Work to be completed: Find the line that contains "the wooden table" in the entries below. Output it and each later line exactly, and nothing else.

+++

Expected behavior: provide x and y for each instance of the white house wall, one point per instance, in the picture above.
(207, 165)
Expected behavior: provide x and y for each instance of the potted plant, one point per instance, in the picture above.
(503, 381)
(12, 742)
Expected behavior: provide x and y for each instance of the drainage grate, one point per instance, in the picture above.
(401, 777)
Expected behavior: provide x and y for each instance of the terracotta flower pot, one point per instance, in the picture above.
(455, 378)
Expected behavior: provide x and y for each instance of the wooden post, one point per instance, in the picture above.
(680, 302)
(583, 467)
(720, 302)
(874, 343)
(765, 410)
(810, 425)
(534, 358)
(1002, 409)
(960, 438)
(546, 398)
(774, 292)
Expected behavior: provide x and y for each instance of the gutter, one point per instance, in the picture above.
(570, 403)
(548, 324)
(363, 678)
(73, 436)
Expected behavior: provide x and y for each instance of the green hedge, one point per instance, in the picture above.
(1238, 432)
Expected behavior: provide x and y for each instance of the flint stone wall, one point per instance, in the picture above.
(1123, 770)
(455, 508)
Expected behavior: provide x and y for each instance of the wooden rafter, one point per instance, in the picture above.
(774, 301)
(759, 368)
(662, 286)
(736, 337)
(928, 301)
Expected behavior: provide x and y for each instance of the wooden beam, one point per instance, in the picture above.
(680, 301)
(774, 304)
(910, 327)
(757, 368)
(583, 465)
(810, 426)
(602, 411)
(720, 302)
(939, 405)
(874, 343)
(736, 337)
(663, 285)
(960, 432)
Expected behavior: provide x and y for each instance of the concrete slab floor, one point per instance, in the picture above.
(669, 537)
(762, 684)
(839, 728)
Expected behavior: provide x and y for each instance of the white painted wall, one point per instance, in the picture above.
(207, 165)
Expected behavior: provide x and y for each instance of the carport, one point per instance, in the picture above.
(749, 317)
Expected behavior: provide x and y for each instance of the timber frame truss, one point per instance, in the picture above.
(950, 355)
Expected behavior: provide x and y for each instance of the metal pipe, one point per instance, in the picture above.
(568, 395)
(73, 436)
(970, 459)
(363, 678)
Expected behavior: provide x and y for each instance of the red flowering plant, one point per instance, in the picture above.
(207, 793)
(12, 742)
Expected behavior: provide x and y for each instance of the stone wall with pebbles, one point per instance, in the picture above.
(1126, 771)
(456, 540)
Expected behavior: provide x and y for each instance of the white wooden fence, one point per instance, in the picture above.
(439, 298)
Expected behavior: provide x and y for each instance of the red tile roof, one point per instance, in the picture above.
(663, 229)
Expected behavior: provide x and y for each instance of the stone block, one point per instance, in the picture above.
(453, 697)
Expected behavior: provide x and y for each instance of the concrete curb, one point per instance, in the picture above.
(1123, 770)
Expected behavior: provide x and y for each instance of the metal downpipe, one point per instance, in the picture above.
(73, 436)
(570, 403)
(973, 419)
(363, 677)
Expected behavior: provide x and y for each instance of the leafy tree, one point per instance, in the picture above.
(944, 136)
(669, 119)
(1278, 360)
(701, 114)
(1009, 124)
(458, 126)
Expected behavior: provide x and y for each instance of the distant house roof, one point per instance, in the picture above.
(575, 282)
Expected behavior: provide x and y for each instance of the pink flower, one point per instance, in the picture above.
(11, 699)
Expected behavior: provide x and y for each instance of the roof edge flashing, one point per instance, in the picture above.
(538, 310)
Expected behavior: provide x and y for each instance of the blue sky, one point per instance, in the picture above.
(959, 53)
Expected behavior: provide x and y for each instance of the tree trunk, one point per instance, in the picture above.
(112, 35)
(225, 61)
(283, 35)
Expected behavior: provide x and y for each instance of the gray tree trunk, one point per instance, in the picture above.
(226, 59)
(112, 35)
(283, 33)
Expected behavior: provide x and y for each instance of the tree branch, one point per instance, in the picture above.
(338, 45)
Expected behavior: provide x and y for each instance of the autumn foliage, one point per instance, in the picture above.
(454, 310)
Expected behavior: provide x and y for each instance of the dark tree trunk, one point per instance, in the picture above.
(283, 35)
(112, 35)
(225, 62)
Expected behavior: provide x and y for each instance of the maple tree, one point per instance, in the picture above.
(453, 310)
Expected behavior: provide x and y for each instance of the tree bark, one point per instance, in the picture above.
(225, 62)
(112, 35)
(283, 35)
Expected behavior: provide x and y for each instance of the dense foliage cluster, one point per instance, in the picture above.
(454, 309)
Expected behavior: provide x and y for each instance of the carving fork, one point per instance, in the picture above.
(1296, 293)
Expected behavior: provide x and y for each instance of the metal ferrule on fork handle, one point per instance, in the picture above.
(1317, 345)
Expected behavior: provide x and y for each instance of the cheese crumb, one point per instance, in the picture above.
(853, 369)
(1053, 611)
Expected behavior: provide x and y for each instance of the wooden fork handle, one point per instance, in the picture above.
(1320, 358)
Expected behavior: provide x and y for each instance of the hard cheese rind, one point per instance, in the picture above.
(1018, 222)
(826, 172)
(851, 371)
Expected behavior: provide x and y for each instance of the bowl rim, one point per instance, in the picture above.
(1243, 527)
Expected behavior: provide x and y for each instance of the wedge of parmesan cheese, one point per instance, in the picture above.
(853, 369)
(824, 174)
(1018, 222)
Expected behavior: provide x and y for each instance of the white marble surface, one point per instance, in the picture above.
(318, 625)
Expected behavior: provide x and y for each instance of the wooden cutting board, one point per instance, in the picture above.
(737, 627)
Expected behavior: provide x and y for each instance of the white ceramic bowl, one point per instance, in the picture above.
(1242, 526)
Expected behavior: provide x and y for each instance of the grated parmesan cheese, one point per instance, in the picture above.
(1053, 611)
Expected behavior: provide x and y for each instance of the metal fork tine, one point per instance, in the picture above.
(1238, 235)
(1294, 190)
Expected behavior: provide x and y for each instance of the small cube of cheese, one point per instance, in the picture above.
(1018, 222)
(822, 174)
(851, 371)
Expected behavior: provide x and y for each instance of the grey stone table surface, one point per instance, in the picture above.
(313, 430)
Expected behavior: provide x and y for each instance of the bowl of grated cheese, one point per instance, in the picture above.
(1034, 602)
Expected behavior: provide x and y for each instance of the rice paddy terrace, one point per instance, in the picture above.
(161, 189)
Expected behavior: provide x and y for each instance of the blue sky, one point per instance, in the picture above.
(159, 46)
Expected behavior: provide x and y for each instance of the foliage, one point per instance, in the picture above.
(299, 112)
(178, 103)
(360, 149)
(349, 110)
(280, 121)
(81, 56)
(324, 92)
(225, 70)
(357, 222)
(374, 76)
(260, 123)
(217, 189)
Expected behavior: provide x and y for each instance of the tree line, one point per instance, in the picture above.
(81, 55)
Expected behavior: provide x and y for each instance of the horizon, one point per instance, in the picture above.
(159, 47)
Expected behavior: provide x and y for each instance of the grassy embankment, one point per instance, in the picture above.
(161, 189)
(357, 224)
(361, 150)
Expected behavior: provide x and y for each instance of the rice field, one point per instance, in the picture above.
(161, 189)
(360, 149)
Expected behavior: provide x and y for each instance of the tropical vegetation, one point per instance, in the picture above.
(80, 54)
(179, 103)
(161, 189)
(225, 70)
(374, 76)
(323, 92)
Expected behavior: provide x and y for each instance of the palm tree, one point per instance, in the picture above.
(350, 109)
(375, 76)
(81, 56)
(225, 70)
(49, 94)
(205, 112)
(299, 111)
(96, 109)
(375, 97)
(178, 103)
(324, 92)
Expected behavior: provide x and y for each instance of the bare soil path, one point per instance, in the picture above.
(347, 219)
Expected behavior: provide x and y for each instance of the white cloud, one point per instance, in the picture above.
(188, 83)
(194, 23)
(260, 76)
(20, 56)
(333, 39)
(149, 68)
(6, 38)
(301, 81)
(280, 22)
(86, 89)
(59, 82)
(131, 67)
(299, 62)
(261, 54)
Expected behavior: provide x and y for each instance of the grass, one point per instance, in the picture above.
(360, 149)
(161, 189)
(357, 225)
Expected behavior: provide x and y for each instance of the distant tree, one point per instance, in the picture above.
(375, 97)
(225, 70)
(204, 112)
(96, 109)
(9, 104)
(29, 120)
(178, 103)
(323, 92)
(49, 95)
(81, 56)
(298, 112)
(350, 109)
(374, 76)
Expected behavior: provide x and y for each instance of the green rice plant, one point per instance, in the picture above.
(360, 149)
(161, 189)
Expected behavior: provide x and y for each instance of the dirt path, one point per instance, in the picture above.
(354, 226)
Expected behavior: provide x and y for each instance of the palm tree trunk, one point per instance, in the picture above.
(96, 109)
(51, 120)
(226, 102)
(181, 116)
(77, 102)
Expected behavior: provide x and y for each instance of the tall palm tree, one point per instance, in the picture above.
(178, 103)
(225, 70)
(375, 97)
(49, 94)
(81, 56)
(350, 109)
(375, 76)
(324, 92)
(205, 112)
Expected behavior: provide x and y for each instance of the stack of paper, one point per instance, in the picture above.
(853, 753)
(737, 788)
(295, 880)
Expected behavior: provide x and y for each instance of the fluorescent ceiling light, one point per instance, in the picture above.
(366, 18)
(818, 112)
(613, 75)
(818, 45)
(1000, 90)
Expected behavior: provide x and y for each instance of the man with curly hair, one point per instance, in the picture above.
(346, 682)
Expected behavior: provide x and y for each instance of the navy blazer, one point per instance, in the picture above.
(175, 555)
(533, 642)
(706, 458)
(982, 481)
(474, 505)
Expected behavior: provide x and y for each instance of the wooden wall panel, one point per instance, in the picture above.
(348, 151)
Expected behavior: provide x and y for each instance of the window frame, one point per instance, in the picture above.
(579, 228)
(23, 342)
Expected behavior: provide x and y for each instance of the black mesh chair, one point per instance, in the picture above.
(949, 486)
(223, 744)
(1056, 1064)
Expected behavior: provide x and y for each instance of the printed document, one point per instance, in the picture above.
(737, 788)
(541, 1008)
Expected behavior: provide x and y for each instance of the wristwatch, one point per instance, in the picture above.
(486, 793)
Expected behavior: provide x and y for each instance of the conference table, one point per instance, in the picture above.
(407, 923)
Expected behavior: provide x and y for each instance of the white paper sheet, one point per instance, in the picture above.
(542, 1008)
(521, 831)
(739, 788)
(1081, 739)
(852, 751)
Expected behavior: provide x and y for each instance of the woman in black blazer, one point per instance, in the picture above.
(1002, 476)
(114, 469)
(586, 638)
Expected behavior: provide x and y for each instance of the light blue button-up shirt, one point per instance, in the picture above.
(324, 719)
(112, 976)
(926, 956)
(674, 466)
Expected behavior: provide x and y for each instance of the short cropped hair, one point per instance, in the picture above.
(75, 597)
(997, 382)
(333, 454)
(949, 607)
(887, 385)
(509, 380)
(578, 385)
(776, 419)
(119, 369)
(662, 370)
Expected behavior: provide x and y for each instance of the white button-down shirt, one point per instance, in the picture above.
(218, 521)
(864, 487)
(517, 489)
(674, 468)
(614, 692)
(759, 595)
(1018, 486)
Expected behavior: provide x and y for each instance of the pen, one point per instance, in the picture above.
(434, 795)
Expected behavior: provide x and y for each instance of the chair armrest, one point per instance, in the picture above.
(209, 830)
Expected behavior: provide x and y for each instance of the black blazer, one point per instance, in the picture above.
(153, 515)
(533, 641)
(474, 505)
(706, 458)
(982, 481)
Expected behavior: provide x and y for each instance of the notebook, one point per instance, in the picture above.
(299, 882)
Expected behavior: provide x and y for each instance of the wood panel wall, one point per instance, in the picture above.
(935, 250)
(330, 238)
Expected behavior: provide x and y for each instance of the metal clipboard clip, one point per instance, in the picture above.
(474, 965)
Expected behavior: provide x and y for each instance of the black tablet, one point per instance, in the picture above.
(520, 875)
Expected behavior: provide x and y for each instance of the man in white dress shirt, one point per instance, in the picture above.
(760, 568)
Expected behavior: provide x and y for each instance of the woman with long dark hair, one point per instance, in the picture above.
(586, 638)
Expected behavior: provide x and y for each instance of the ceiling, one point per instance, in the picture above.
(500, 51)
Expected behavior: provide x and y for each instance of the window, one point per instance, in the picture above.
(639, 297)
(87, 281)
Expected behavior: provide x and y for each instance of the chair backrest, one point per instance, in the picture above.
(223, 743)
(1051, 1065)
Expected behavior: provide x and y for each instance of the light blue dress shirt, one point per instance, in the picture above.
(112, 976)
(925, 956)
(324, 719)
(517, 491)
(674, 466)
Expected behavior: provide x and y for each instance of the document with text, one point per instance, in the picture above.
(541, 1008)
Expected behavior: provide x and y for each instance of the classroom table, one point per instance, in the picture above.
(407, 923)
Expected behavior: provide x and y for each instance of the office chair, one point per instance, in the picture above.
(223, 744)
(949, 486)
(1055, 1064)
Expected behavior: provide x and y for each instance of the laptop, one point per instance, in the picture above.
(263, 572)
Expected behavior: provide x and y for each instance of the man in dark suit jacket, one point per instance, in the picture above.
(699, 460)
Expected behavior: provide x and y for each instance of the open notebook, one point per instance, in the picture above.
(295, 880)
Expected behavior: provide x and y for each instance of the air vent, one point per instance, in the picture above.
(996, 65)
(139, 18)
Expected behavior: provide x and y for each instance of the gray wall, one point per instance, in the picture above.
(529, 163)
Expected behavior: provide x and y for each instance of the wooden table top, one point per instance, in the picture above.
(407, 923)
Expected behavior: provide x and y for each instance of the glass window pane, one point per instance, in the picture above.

+++

Response to this task:
Expected behavior: provide x and y for each instance of the wooden table top, one point per instance, in the picture above.
(407, 923)
Expected behavior: provide x and y for each instance of the glass window pane, one point per instance, in the picture above.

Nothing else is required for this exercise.